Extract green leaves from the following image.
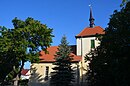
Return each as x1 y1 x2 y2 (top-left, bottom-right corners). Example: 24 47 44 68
87 2 130 86
0 17 53 83
51 36 74 86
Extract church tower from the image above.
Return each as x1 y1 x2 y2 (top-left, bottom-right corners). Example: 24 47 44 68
75 7 105 82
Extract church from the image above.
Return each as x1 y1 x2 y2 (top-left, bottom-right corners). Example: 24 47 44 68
29 8 105 86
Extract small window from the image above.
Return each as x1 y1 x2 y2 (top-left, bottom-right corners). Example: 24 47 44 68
91 40 95 48
45 66 49 80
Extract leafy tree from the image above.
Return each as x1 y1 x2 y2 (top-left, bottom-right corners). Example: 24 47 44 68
87 2 130 86
50 36 74 86
0 17 53 84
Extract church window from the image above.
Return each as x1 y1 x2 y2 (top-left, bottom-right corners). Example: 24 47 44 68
91 40 95 48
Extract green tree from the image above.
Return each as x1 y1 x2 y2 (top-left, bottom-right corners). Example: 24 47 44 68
87 2 130 86
0 17 53 84
50 36 74 86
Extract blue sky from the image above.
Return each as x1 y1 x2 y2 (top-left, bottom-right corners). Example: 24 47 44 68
0 0 122 68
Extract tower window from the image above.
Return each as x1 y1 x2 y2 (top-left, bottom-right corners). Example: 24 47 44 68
45 66 49 80
91 40 95 48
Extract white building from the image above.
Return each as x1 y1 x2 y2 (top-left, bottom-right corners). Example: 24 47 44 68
29 9 105 86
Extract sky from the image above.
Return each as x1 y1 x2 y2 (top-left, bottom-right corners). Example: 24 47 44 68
0 0 122 67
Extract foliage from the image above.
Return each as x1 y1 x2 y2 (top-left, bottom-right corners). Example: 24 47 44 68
87 2 130 86
51 36 74 86
0 17 53 84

+ + + + + + +

Rewrite all the records above, swapping "Extract" for "Locate" everywhere it appears and changing nothing else. Leave the pictures out.

OUTPUT OF THE TASK —
Locate green leaves from the following image.
Return each as x1 y1 x2 y2 (top-left, bottom-right corners). Example: 24 47 44 68
87 2 130 86
0 17 53 83
51 36 74 86
Locate church tower from the image above.
Return each as x1 y1 x2 y2 (top-left, bottom-right corners). Example: 24 47 44 68
75 7 105 82
Locate church from the image above.
Return each as x1 y1 x2 y2 (top-left, bottom-right corners). Example: 24 47 44 68
29 8 105 86
Locate small window from the image above.
Return each as x1 y1 x2 y2 (top-left, bottom-right corners). Example: 24 47 44 68
91 40 95 48
45 66 49 80
Locate leafy tree from the image above.
Return each as x1 y1 x2 y2 (top-left, bottom-right corners). Example: 24 47 44 68
87 2 130 86
50 36 74 86
0 17 53 84
Locate church window from the image above.
Return each as x1 y1 x2 y2 (top-left, bottom-right corners). Example: 24 47 44 68
91 40 95 48
Locate green tree from the image above.
Return each as x1 y1 x2 y2 (top-left, bottom-right corners). Example: 24 47 44 68
87 2 130 86
0 17 53 84
50 36 74 86
Locate blue sky from the image above.
Return each as x1 y1 x2 y2 (top-left, bottom-right corners). Example: 24 47 44 68
0 0 122 68
Locate tower window from the image above.
Return each as x1 y1 x2 y2 (top-left, bottom-right corners). Example: 24 47 44 68
45 66 49 80
91 40 95 48
Locate white building from the image above.
Return each as x1 y1 x2 y2 (top-left, bottom-right corners). Example: 24 47 44 68
29 9 105 86
Locate sky from the image above.
Return each as x1 y1 x2 y2 (top-left, bottom-right corners). Example: 24 47 44 68
0 0 122 67
Locate foliage from the image above.
Return each as x1 y1 x2 y2 (top-left, bottom-right corners). Example: 24 47 44 68
87 2 130 86
51 36 74 86
0 17 53 84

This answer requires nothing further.